Referring expression data
+++

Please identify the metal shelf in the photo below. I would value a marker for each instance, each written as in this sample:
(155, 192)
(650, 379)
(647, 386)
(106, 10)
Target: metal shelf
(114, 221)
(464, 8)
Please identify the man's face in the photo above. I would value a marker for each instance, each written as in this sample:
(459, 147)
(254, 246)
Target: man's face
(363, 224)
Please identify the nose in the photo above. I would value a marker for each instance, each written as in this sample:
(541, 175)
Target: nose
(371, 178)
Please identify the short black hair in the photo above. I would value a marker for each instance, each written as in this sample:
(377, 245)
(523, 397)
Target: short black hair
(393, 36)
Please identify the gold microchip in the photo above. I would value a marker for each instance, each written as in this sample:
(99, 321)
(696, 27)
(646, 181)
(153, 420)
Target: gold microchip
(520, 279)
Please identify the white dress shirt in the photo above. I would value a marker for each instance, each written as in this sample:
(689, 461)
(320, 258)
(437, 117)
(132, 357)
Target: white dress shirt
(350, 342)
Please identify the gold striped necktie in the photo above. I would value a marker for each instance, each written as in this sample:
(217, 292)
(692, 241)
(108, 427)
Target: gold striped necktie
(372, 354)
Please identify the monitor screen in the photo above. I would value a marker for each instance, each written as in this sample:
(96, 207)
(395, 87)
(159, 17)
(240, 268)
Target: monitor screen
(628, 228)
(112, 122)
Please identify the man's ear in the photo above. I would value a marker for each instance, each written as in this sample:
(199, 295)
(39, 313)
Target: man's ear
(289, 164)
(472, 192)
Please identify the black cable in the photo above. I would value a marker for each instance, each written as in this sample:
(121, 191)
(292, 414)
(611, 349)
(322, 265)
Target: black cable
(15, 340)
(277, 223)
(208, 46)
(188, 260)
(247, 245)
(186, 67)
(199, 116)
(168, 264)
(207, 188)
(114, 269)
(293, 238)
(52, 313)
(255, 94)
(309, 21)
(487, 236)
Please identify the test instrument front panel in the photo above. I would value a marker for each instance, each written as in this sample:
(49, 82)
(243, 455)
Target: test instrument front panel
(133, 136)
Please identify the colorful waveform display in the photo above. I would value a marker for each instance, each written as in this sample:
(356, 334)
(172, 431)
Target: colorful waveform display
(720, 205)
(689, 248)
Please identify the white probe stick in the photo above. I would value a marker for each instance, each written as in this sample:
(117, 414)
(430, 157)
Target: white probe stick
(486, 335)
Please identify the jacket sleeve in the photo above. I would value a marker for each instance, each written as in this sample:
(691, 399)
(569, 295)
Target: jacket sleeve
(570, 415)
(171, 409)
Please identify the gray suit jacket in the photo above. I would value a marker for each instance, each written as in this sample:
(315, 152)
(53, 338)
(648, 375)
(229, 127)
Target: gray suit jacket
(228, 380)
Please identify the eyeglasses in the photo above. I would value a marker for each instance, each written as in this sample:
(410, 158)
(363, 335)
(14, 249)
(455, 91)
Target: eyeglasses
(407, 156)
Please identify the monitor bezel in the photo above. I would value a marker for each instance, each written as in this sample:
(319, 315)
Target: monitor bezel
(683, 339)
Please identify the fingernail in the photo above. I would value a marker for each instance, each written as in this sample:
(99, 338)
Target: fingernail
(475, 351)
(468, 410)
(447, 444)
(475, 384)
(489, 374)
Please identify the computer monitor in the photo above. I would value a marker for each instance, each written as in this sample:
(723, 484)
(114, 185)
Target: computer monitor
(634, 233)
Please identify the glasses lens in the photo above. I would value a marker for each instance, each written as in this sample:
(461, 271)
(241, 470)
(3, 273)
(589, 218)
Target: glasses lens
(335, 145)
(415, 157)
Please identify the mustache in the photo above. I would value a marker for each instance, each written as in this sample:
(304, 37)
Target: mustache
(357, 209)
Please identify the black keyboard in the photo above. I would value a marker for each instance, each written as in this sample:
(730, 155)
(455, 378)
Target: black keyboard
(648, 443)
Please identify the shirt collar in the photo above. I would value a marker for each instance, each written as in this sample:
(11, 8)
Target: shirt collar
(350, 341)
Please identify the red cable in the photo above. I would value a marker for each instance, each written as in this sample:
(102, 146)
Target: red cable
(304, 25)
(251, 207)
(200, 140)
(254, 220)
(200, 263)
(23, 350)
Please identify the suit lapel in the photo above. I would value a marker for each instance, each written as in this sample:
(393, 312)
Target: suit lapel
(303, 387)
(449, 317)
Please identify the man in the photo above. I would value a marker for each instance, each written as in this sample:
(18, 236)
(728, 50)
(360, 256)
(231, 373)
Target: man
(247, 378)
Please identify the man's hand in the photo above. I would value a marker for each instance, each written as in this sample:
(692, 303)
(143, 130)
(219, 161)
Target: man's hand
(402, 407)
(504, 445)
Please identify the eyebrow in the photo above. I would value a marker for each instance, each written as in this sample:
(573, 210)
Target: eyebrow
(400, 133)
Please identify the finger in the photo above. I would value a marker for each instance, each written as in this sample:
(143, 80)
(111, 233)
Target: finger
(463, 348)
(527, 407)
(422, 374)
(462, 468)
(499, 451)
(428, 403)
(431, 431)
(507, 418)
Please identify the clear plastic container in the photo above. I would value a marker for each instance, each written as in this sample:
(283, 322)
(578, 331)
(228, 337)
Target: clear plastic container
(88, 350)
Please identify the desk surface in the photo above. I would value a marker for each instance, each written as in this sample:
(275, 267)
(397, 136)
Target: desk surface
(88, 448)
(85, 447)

+++

*What you are asked to do*
Transcribe the full set of records without altering a single character.

*Exercise solution*
Please identify the metal shelf in the photo below. I would value a marker for each instance, each written as in this sample:
(155, 192)
(650, 379)
(647, 386)
(106, 10)
Target: metal shelf
(114, 221)
(464, 8)
Please identify the man's face in the photo above. I would value a marker for each instance, each written as in this sample:
(459, 147)
(254, 246)
Target: man's face
(363, 224)
Please identify the nose in the photo above. I would value a marker for each instance, each written as in this sample:
(541, 175)
Target: nose
(371, 178)
Please identify the short black hair in the photo above. I would value a marker for each instance, each written as in this sample:
(377, 245)
(523, 397)
Target: short black hair
(393, 36)
Please identify the gold microchip in the photo above. I would value a marker for each instance, each written as in this sample:
(99, 321)
(696, 27)
(646, 181)
(153, 420)
Target: gold microchip
(520, 279)
Please identify the white dress shirt in the photo above. I would value a marker for each instance, each written as in this sample:
(689, 461)
(320, 258)
(437, 117)
(132, 357)
Target: white dress shirt
(350, 342)
Please identify the gold striped necktie in the photo above. I would value a marker for each instance, each written as in this sample:
(217, 292)
(692, 241)
(108, 427)
Target: gold striped necktie
(372, 354)
Please identify the monitor screen in the photo above. I would value a marker for each instance, each written as in this sample:
(96, 207)
(395, 87)
(159, 17)
(240, 268)
Target: monitor screen
(628, 228)
(112, 122)
Please identify the man's ear in the photo above. I would value a marker for each instance, each written as in this sample:
(199, 295)
(39, 313)
Target: man's ear
(289, 164)
(472, 192)
Please identify the black cable in the photo above. I would value a marker for each instance, each written as in this sample:
(121, 191)
(292, 414)
(611, 349)
(322, 265)
Target: black cable
(15, 340)
(277, 223)
(208, 46)
(188, 260)
(247, 245)
(186, 67)
(199, 116)
(168, 264)
(207, 188)
(114, 269)
(293, 238)
(52, 313)
(255, 94)
(309, 21)
(487, 236)
Please identify the test instrument front panel in the photo above. I would value a marker for each instance, each written as in this sample:
(49, 82)
(243, 455)
Target: test instrument front panel
(133, 136)
Please identify the colorful waveform display in the photo above. I would value a marker for each instance, each written as in this sample:
(356, 334)
(172, 431)
Target: colorful waveform display
(720, 205)
(689, 248)
Please identify the white probe stick in the photo above. I would value a marker for each instance, each written as in this sample:
(117, 414)
(430, 157)
Target: white probe stick
(486, 335)
Please identify the jacket sleeve in the photo above. I would value a marker for each instance, each written as in this sample:
(691, 399)
(569, 295)
Target: jacket sleeve
(570, 415)
(171, 409)
Please identify the gray suit jacket in the photo above. I would value a marker for each instance, each written as in this sample:
(315, 152)
(53, 338)
(648, 375)
(229, 127)
Target: gray suit jacket
(228, 380)
Please identify the eyeglasses in the photo above. I would value a marker for each instance, each written as in this sample:
(410, 158)
(363, 335)
(14, 249)
(455, 91)
Target: eyeglasses
(407, 156)
Please identify the monitor bezel in the photo above. I would value a marker for each instance, each written as in this sample:
(319, 315)
Target: monitor bezel
(683, 339)
Please identify the fingernail in the photo above. I would value a marker for each instance, each written as in this sample:
(99, 338)
Target: fingernail
(475, 351)
(468, 410)
(447, 444)
(475, 384)
(489, 374)
Please identify the computer monitor in the photo above. I would value a marker for each instance, each written as in this sample:
(723, 484)
(114, 185)
Target: computer monitor
(634, 233)
Please identify the glasses lens in the photo above. I would value a marker for each instance, each written as in this sample:
(461, 271)
(241, 470)
(3, 273)
(589, 218)
Target: glasses lens
(335, 145)
(415, 157)
Please identify the mustache in the photo above. I would value a marker for each instance, each written as in this sample:
(304, 37)
Target: mustache
(357, 209)
Please identify the black keyboard in the photo above. I would value a marker for each instance, each written as in this sample:
(730, 155)
(455, 378)
Target: black keyboard
(648, 443)
Please identify the shirt collar in the photo above. I would value a marker for each instance, each written as in this sample:
(11, 8)
Target: shirt collar
(350, 341)
Please identify the red cable in the photo above. I would value a marker for each instance, each written as in this sample:
(102, 146)
Target: red cable
(304, 25)
(251, 207)
(200, 140)
(254, 220)
(200, 263)
(23, 350)
Please identify the suit lapel in the photo above. I would value a marker for each instance, each written as in this sample:
(393, 312)
Target: suit lapel
(303, 387)
(449, 317)
Please identify the man in the photo above. I would value a marker for each instance, each written as in this sample:
(18, 236)
(728, 50)
(360, 256)
(231, 373)
Target: man
(247, 378)
Please identify the man's hand in the photo above. I would value a marker for each instance, each written as in this sample:
(692, 303)
(143, 130)
(219, 161)
Target: man's hand
(402, 407)
(504, 445)
Please identify the eyebrow in the photo above. I would value a marker for each instance, each written as in this sample:
(573, 210)
Target: eyebrow
(400, 133)
Please identify the finger in the photo above. I would value a marker for each instance, each written as in this sample:
(143, 80)
(111, 233)
Target: finger
(463, 348)
(527, 407)
(422, 374)
(462, 468)
(499, 451)
(428, 403)
(431, 431)
(507, 418)
Please identify the clear plastic container in the photo above. I would value a marker for each instance, each written as in this sample:
(283, 322)
(578, 331)
(228, 337)
Target: clear plastic container
(88, 350)
Please identify the desk surface in the photo above. I would value a marker for each instance, each written as in this sample:
(275, 267)
(397, 136)
Target: desk surface
(88, 448)
(85, 447)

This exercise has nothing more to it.